= Aim of the task =
Convert the records below, from the line containing "Note: annotate every instance of the bokeh" through the line containing "Target: blue-green berry", into a Markdown table with the columns Row and Record line. Omit blank lines.

(Stored data)
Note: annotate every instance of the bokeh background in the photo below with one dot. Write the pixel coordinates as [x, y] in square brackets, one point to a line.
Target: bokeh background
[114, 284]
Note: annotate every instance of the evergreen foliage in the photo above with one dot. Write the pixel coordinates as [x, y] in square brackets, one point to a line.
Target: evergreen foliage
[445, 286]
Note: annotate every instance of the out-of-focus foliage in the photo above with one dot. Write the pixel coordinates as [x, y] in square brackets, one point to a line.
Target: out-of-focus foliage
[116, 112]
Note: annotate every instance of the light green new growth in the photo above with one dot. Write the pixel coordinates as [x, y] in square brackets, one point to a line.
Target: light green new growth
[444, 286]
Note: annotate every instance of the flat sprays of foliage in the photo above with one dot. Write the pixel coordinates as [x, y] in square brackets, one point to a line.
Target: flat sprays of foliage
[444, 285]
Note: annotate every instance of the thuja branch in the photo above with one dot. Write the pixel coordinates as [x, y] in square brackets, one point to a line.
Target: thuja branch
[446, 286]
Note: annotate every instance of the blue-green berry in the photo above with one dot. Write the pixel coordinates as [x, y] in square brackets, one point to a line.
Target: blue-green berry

---

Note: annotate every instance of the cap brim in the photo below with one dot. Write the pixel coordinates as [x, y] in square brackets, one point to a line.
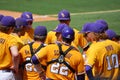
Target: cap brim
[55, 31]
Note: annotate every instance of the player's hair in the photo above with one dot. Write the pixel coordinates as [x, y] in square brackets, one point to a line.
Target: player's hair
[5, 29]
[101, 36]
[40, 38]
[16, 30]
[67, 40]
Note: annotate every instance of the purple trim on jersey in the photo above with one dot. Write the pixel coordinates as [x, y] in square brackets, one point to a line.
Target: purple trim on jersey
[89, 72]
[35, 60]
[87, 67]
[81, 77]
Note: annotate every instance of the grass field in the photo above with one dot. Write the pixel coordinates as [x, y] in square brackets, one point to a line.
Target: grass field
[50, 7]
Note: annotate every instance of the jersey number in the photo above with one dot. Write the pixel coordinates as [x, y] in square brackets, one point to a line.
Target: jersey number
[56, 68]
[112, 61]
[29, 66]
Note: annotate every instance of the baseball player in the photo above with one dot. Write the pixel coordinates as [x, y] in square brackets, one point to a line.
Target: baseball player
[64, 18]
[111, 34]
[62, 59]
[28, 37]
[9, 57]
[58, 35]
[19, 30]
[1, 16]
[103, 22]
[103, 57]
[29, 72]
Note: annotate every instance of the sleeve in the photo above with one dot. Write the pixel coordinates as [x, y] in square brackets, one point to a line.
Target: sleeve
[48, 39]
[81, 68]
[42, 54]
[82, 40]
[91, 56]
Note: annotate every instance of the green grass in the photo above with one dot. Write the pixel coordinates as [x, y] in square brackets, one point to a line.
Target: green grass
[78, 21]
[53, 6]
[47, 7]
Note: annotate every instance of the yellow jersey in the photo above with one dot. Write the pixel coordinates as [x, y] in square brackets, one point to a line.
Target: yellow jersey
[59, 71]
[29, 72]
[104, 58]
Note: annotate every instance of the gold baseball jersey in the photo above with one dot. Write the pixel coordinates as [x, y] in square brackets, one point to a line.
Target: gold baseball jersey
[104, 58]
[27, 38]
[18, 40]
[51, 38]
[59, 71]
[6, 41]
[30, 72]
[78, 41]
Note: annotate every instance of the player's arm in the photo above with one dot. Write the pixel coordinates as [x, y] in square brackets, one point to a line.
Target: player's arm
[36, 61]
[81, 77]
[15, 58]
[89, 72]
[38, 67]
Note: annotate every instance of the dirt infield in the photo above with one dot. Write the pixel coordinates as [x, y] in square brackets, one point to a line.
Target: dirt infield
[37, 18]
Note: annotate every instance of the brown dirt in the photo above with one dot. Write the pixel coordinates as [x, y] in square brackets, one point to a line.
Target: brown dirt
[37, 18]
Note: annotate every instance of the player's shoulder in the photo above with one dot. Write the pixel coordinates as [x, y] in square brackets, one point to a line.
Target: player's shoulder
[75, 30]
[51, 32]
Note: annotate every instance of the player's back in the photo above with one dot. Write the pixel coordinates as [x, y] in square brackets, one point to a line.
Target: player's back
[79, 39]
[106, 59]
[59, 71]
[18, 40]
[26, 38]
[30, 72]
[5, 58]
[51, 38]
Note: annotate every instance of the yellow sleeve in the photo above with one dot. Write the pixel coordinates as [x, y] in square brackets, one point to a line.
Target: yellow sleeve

= Solution for this exercise =
| Row | Record line |
|---|---|
| 1 | Note: annotate every instance of the bokeh background in the photo below with one dot. Write the pixel coordinates as [x, y] in square brackets, one point to a line. |
| 2 | Target: bokeh background |
| 3 | [114, 284] |
| 4 | Note: annotate every instance of the evergreen foliage in the photo above with one dot. Write the pixel coordinates as [x, y] in square brackets, one point to a line. |
| 5 | Target: evergreen foliage |
| 6 | [445, 286] |
| 7 | Note: annotate every instance of the out-of-focus foliage in the photo above with one dot. Write the pixel coordinates as [x, y] in square brackets, one point to a line. |
| 8 | Target: out-of-focus foliage |
| 9 | [116, 112] |
| 10 | Note: annotate every instance of the light green new growth in the photo above with one dot. Write the pixel coordinates as [x, y] in square brackets, one point to a line. |
| 11 | Target: light green new growth |
| 12 | [444, 286] |
| 13 | Note: annotate every instance of the flat sprays of foliage in the photo above with one dot. Write the pixel coordinates as [x, y] in square brackets, one point to a line. |
| 14 | Target: flat sprays of foliage |
| 15 | [444, 285] |
| 16 | Note: annotate every instance of the thuja branch in the photo above with one dot. Write the pixel coordinates as [x, y] in square brackets, one point to a line. |
| 17 | Target: thuja branch |
| 18 | [446, 286] |
| 19 | Note: annotate every instance of the blue-green berry in the photo above with one dot. Write the pixel coordinates as [x, y] in square brackets, one point to a line. |
| 20 | Target: blue-green berry |